OBJET DE L'EXERCICE
Relevez et recopiez intégralement chaque ligne ci-dessous qui contient la chaîne « rear ».

EXTRAITS DE DONNÉES
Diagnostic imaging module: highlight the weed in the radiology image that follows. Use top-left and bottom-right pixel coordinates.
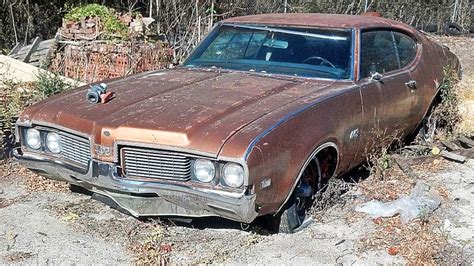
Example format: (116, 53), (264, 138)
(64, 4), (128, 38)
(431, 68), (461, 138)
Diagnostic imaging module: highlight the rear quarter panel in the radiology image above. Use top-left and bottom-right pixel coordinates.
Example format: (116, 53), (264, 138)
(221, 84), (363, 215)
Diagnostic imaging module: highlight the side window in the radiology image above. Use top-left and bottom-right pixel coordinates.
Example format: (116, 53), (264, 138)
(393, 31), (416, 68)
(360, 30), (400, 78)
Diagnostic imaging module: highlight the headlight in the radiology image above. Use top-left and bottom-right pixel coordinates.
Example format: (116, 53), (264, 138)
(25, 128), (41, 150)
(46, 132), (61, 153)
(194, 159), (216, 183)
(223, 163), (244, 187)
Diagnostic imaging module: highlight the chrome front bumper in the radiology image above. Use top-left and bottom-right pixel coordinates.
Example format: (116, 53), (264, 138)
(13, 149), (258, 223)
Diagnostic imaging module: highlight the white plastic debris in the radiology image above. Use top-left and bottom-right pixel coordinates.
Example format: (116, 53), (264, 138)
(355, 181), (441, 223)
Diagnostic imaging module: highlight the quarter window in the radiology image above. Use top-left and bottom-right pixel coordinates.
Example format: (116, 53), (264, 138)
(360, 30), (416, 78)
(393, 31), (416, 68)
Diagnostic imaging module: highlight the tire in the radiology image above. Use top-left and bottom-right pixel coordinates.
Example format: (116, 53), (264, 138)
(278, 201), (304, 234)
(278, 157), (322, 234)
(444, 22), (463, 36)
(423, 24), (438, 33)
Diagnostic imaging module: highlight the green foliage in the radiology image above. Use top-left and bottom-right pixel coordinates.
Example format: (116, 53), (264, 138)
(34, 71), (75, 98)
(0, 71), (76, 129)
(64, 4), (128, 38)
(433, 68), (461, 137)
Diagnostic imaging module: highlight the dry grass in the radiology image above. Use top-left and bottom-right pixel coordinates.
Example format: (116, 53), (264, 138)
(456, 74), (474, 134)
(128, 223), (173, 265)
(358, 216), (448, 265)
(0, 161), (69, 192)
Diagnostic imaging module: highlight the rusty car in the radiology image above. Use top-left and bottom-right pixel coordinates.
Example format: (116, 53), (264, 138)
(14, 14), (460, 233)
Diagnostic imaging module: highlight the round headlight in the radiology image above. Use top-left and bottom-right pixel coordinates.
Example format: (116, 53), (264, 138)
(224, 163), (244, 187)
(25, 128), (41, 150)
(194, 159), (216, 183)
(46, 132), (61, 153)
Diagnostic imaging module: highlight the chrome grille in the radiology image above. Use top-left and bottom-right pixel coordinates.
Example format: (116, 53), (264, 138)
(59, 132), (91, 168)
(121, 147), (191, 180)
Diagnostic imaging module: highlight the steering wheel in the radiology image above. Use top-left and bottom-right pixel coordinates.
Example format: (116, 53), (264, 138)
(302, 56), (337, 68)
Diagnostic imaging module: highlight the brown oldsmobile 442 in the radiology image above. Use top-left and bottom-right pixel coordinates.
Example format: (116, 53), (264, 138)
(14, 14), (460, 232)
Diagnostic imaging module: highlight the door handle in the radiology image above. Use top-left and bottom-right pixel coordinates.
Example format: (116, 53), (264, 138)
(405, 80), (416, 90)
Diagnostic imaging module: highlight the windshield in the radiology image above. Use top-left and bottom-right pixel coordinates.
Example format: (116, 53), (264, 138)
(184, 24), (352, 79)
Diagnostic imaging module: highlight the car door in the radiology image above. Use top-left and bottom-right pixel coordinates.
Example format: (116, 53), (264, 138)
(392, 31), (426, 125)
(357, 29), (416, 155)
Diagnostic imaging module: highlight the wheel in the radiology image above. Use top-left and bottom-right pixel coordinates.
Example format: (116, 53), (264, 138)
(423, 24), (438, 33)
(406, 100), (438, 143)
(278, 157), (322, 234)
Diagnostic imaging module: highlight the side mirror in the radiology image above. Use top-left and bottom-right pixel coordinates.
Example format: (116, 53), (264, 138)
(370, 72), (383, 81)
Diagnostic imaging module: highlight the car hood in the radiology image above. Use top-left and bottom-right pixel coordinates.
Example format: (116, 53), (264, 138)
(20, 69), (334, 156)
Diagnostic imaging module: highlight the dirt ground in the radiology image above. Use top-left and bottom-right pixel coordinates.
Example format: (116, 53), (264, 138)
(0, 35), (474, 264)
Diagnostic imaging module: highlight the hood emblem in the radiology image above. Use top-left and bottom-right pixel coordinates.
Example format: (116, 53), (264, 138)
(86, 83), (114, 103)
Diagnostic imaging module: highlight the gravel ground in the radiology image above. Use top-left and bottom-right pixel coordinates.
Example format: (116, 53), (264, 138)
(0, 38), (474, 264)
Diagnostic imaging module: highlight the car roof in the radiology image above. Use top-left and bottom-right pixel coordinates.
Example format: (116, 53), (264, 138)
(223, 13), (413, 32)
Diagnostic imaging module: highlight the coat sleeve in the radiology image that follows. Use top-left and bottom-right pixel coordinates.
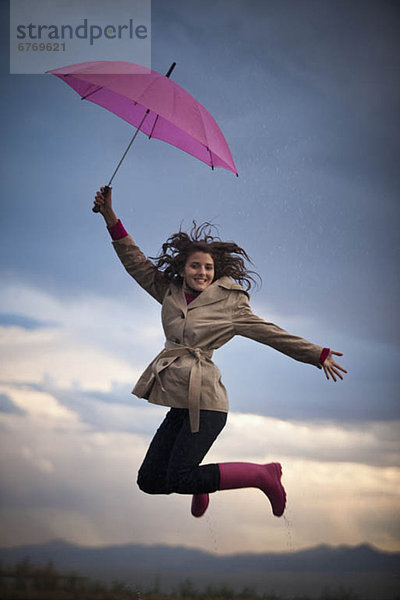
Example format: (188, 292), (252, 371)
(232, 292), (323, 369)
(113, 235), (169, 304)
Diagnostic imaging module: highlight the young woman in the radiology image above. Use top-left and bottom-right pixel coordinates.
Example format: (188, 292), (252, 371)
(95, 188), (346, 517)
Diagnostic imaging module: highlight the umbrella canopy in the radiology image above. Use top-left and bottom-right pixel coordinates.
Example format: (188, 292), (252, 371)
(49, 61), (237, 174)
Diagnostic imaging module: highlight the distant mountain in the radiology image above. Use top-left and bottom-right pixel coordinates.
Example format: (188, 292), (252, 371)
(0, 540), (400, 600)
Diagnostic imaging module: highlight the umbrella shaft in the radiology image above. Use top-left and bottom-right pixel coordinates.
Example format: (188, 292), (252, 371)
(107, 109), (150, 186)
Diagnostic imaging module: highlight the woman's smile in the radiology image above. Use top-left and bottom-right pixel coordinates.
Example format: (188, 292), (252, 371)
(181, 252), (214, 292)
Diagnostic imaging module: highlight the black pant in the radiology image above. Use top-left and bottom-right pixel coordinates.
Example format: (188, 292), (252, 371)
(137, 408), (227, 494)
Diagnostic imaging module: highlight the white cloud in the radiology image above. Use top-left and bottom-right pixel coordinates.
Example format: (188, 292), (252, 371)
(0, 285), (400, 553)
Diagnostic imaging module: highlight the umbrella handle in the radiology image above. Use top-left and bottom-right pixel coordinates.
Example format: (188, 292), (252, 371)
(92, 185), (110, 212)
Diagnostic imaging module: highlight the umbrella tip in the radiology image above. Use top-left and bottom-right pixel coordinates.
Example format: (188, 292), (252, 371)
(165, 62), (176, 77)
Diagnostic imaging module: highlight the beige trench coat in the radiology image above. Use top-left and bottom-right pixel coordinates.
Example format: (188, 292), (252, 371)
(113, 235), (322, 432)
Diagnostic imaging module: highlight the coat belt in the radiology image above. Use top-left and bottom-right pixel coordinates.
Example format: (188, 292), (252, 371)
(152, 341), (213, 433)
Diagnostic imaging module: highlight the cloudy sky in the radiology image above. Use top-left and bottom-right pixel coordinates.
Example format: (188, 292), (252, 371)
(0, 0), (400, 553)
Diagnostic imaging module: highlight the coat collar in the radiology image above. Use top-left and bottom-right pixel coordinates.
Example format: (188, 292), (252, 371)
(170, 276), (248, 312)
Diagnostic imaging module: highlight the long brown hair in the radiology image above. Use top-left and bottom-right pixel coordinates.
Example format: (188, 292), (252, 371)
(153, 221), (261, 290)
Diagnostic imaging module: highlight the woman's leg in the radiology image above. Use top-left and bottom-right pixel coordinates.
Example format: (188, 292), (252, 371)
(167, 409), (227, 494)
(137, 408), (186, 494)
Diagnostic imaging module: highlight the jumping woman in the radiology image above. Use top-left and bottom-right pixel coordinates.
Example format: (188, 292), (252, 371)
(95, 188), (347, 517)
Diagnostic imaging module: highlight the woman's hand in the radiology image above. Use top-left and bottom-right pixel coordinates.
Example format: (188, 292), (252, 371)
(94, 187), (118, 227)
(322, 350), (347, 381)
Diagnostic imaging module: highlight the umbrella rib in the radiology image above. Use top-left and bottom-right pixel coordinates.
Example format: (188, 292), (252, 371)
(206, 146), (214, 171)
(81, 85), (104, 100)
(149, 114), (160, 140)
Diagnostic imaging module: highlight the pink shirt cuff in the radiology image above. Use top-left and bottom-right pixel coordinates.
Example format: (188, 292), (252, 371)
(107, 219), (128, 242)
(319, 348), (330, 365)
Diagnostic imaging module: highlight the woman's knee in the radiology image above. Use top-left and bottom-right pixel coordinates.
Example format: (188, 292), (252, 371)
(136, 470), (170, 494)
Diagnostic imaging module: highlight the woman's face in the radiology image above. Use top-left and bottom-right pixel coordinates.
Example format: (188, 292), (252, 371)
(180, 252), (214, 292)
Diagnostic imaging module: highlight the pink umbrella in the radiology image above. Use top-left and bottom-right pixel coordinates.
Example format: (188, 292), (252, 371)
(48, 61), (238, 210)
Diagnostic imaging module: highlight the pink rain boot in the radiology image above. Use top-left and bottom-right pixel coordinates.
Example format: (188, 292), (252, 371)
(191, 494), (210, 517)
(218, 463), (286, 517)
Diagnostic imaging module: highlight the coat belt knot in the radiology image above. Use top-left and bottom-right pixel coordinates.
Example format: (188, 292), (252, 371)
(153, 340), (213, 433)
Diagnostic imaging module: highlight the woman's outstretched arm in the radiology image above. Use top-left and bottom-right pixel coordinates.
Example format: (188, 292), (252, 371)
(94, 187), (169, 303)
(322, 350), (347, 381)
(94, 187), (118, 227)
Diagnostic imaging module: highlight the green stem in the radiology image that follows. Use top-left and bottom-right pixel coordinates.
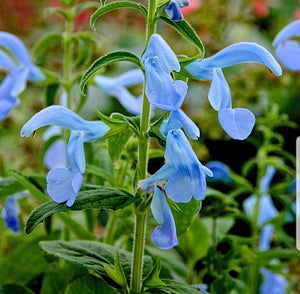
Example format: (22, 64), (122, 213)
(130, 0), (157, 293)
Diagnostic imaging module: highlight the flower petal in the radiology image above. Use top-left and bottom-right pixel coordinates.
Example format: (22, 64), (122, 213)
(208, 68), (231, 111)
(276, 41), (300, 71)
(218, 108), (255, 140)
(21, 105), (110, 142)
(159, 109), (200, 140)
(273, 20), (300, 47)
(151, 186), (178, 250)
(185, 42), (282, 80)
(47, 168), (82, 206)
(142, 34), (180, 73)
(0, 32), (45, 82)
* * *
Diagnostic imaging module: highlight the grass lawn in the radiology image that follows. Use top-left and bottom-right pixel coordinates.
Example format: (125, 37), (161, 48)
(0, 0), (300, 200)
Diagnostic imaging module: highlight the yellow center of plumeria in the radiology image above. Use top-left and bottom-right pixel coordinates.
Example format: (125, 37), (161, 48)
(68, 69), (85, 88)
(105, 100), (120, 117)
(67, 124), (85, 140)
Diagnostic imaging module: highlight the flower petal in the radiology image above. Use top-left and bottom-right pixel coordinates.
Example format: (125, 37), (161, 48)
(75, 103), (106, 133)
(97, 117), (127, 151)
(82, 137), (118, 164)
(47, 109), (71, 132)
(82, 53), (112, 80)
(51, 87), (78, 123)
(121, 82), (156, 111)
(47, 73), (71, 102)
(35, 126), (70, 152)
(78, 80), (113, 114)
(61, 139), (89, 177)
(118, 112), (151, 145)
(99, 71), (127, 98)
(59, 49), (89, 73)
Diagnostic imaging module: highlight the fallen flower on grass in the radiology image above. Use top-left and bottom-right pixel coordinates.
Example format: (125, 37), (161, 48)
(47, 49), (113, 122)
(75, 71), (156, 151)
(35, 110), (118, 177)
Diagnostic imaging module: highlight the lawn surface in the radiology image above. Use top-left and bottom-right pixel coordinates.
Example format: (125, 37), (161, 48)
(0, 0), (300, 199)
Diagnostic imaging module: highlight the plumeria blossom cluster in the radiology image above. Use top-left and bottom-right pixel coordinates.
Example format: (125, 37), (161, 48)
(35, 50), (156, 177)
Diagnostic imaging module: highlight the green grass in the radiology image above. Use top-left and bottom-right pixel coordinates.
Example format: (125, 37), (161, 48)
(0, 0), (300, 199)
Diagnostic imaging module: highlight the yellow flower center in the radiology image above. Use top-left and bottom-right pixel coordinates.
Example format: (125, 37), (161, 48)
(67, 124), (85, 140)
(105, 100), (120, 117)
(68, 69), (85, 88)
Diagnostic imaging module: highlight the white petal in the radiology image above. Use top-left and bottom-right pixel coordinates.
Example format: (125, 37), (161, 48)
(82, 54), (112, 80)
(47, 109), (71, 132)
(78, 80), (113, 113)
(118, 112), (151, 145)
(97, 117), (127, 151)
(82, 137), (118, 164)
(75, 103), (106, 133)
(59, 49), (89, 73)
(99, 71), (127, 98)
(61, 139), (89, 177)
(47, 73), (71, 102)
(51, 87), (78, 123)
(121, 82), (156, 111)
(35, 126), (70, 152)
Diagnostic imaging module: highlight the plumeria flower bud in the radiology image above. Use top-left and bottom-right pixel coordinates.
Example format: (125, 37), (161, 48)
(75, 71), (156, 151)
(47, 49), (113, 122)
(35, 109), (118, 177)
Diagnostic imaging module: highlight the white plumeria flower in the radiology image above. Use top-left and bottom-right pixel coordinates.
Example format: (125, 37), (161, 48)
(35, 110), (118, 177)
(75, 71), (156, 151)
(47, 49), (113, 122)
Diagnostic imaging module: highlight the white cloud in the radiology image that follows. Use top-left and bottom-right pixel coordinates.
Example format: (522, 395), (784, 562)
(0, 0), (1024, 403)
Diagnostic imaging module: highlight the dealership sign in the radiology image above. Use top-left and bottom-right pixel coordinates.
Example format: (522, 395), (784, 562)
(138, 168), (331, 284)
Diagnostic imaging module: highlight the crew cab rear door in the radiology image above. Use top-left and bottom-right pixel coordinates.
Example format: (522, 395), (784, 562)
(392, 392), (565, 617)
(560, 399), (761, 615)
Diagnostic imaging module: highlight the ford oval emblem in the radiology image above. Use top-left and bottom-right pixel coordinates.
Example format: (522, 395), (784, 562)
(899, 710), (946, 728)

SOLUTION RÉDIGÉE
Diagnostic imaging module: highlight the rear quarter panel in the radiology image above. Use top-left and bottom-right pixel coordinates.
Diagnostic imaging module: highlight the crew cab rear door in the radiology image above. Use top-left and bottom-right pixel coordinates.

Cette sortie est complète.